**AUFGABEN**:
1. Nenne alle Zeitangaben, die im Text zum Vertrag von Tordesillas vorkommen.
2. Setze den Text zum Vertrag von Tordesillas im Anschluss an seinen letzten Satz fort.

**SEITE**:
Vertrag von Tordesillas zwischen Spanien und Portugal

Vertrag von Tordesillas zwischen Spanien und Portugal
Vertrag von Tordesillas zwischen Spanien und Portugal
 
Bei seinem Vordringen an der westafrikanischen Küste im 15. Jahrhundert bemühte sich Portugal, Kastilien möglichst von diesen Gebieten fern zu halten. 1454 ließ sich Portugal das ausschließliche Recht zur Erschließung dieser Länder durch ein Edikt des Papstes erteilen. Der Papst leitete seine Kompetenz zur Erteilung solcher Privilegien aus seiner Stellung als Stellvertreter Gottes auf Erden ab. Gegenüber Nichtchristen war die Inbesitznahme ihrer Länder gerechtfertigt aufgrund ihrer »Sündhaftigkeit«. Der Papst verlieh das Land als Lehen mit der Pflicht der Heidenmission. Spanien erkannte 1479 dieses Vorrecht der Portugiesen gegen die Abtretung der Kanarischen Inseln an.

**GESAMMELTES MATERIAL**:
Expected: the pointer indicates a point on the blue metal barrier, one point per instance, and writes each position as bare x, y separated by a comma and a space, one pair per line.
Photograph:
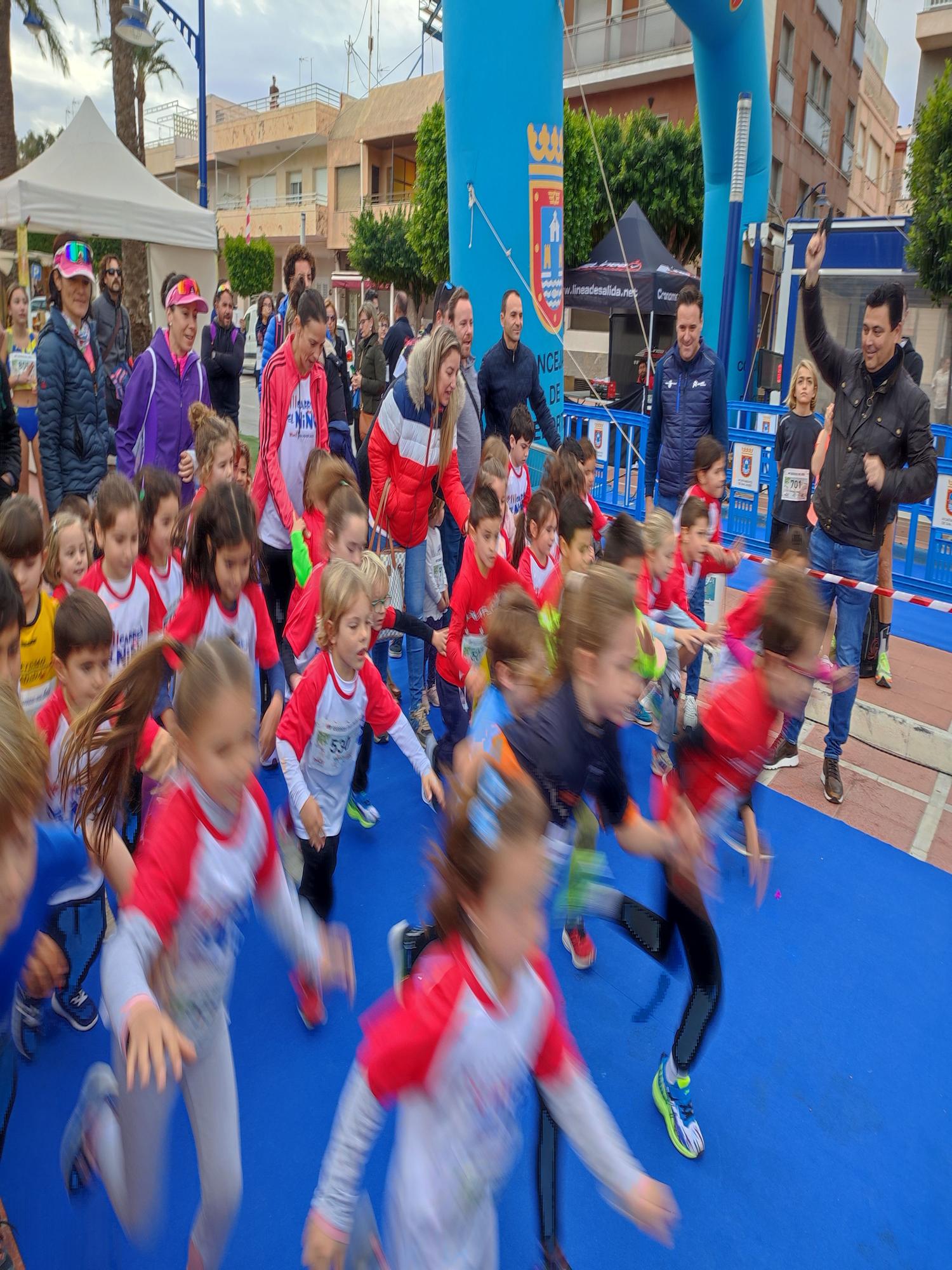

**LÖSUNGEN**:
1. 15. Jahrhundert, 1454, 1479

2.
Ein erneuter Konflikt zwischen Portugal und Spanien entstand, als Kolumbus 1492 für Spanien die »Neue Welt« in Besitz nahm. Der Anspruch Portugals bezog sich auf den Seeweg nach Indien in östlicher Richtung, insofern war der Auftrag an Kolumbus gerechtfertigt. Nach Kolumbus' Rückkehr traten Spanien und Portugal in Verhandlungen über eine »Seescheide« ein. Spanien verschaffte sich einen Vorteil, indem es von dem »spanischen« Borgia-Papst Alexander VI. 1493 die Bulle »Inter caetera divinae« erwirkte, in der Spanien alle Entdeckungen westlich einer von Pol zu Pol reichenden Linie im Atlantik 100 spanische Meilen westlich der Kapverdischen Inseln zugesprochen wurden, Portugal dagegen die östlich von ihr gelegenen.
 
Portugal stimmte im Vertrag von Tordesillas, abgeschlossen am 7. Juni 1494, dieser Lösung zu, erreichte aber, dass die Linie 370 spanische Meilen westlich der Kapverdenverlaufen sollte. Ohne es zu wissen, übertrug man die Ostküste Brasiliens damit an Portugal. Diese Aufteilung der Interessensphären geriet durch die im spanischen Auftrag stattfindende Weltumsegelung des Portugiesen Magalhães in Gefahr. Durch den Vertrag von Saragossa (1529) einigte man sich auf eine vergleichbare Seescheide zwischen beiden Reichen im Pazifischen Ozean. Sie verlief von der Atlantischen Seescheidelinie in fast exakt 180 Grad Abstand, sodass die Welt in zwei annähernd gleiche Hälften aufgeteilt wurde.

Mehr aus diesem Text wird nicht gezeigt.